Data for this exercise
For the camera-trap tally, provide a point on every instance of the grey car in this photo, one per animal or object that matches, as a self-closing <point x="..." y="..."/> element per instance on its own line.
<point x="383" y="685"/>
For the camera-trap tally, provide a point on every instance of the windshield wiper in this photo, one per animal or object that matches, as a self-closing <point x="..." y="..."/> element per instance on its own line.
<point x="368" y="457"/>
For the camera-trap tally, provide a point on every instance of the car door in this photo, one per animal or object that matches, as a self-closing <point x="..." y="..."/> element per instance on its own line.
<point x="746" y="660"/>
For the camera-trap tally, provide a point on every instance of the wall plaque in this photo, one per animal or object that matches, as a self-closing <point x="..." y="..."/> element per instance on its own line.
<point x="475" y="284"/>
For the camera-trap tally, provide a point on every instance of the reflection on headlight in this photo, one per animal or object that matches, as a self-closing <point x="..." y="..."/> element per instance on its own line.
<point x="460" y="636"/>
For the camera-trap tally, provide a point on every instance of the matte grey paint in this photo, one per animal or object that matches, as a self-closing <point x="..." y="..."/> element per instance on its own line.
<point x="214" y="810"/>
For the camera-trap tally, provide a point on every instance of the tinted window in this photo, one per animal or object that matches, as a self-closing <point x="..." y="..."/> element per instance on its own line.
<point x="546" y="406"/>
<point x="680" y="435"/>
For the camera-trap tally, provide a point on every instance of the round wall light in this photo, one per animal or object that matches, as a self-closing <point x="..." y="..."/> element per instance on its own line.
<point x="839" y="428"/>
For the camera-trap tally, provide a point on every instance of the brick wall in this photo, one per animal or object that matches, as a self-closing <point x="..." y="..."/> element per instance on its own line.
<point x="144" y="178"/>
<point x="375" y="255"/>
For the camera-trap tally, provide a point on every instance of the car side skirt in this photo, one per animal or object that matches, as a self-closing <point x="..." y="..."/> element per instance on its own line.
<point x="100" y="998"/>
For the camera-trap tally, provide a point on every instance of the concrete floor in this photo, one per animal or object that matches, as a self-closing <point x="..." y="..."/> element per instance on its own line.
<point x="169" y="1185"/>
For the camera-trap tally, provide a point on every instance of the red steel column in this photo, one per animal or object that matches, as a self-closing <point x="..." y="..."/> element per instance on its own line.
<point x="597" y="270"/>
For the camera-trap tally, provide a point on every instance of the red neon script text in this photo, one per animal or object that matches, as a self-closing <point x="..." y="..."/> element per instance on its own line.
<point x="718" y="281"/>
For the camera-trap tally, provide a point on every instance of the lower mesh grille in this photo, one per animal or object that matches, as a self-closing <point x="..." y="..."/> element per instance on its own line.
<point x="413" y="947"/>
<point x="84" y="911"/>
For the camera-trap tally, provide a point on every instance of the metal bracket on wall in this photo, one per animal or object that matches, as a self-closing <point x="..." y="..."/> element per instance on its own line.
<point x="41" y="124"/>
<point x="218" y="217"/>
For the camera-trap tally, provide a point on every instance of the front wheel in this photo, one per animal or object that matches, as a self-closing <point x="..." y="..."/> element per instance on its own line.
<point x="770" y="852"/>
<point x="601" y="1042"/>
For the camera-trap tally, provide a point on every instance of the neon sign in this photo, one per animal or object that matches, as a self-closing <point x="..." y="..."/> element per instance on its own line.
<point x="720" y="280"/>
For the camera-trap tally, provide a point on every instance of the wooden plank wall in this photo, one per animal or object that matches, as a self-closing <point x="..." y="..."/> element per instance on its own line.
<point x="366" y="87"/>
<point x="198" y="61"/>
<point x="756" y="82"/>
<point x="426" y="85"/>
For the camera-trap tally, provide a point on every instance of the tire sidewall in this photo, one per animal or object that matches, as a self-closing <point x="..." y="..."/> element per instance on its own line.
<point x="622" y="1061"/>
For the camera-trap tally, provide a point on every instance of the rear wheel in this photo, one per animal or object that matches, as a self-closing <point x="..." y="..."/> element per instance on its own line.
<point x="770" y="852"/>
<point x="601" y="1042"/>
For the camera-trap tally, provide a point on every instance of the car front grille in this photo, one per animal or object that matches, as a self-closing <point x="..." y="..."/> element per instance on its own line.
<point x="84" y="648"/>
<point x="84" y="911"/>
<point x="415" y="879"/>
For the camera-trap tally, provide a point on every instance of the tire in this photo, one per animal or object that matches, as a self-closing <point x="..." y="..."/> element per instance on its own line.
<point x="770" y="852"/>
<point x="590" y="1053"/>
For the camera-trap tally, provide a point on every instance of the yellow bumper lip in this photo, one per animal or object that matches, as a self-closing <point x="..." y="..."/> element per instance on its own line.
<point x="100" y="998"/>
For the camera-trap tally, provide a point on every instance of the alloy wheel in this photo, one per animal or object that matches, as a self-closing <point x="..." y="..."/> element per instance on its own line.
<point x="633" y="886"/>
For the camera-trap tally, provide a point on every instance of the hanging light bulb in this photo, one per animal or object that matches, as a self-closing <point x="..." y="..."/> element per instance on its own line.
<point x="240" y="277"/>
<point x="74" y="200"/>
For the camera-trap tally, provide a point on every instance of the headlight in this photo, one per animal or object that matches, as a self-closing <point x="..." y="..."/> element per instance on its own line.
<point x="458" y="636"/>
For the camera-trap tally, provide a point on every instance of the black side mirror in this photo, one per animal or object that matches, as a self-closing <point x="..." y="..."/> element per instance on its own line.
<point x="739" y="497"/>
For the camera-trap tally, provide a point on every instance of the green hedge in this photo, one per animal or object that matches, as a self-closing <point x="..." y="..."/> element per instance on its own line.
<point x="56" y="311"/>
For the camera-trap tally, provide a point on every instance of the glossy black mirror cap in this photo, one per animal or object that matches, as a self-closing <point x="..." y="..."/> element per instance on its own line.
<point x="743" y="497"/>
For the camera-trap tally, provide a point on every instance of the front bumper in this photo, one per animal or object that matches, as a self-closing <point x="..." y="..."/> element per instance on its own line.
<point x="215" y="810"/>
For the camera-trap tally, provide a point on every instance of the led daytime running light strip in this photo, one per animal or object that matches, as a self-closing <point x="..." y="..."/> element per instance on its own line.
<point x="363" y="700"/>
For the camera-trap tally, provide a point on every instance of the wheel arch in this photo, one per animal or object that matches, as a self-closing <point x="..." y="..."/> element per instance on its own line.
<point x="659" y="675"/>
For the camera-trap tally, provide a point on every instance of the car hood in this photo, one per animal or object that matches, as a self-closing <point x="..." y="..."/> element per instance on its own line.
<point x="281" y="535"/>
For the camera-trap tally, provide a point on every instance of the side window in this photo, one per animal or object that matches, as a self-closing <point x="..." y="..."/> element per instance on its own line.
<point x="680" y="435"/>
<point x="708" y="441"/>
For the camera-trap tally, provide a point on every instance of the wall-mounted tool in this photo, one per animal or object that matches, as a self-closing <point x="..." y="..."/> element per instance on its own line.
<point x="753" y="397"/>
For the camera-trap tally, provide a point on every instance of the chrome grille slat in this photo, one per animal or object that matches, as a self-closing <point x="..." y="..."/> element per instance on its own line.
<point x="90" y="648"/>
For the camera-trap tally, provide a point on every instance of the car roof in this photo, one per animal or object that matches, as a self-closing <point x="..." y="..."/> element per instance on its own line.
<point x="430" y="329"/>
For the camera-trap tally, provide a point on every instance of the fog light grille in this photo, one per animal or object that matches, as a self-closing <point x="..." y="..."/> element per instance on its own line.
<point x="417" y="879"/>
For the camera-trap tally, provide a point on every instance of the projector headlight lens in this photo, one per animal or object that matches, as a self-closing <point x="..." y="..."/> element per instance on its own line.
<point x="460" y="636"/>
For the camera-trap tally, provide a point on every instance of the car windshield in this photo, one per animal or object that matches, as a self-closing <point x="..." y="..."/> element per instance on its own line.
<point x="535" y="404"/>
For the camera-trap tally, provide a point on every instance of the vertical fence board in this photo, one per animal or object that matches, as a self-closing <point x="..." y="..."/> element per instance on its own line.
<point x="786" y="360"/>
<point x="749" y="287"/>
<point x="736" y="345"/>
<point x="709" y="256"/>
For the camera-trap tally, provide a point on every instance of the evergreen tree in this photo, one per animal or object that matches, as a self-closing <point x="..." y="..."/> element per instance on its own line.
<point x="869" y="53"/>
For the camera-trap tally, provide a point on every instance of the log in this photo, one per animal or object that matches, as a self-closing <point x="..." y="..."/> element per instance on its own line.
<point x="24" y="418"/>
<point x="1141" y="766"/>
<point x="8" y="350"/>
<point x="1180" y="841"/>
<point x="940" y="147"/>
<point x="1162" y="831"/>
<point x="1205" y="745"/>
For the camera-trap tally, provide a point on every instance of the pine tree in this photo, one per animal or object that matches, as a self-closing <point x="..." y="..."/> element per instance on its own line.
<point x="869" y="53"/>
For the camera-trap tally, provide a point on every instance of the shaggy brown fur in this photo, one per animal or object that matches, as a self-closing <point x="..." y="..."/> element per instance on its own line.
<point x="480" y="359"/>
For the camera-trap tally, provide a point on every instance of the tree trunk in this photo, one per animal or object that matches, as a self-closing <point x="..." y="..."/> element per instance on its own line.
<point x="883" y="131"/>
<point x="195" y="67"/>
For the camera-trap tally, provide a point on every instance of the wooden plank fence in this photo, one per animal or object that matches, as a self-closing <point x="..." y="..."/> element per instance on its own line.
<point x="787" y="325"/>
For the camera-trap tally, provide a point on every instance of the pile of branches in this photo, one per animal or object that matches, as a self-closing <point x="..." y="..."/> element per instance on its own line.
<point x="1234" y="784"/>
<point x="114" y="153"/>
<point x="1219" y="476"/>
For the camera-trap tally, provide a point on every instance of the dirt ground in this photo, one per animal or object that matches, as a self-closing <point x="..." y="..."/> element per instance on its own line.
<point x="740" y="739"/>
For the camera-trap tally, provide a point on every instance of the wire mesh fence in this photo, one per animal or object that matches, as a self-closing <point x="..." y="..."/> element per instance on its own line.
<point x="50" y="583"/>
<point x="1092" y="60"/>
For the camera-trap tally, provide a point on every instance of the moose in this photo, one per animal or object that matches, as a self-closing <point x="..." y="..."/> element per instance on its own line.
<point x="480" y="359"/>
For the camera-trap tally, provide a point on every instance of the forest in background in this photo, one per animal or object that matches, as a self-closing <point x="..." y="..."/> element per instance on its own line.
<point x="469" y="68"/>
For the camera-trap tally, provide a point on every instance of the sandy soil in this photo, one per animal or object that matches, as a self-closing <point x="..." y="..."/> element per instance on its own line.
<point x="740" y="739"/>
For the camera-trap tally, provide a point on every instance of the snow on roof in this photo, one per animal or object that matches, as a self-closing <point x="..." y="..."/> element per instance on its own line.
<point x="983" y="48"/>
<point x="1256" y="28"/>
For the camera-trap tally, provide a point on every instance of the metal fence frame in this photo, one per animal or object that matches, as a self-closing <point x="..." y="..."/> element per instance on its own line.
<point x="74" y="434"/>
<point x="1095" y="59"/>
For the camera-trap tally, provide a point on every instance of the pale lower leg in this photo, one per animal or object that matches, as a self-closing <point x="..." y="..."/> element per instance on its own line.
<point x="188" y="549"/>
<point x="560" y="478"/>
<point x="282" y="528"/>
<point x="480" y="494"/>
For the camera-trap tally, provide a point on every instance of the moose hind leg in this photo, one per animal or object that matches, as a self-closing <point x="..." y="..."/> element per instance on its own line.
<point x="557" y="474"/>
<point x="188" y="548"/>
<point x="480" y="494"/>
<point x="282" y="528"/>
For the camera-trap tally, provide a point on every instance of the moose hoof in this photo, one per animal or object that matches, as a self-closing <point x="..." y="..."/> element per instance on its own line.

Challenge
Starting at the line that contains "of the pale", copy each line exactly through the end of the listing above. Include that first line and the last one, and add nothing.

Full response
For the camera-trap tally, provide a point on every instance of the pale lower leg in this photo, one per animal or object that matches, as a self-closing <point x="..." y="..."/> element per instance on its own line.
<point x="188" y="549"/>
<point x="560" y="478"/>
<point x="282" y="528"/>
<point x="480" y="494"/>
For the camera-trap tally, provide a point on every instance of the moose hind leg in this photo, one per animal or object that matches, as a self-closing <point x="..." y="..."/> element per instance on its own line.
<point x="557" y="474"/>
<point x="188" y="548"/>
<point x="480" y="494"/>
<point x="282" y="528"/>
For the camera-trap tally, provide a point on every instance of the moose hoof in this photo, one per animal or object that matches, as a self-closing <point x="..." y="..."/> element per instance on its own line.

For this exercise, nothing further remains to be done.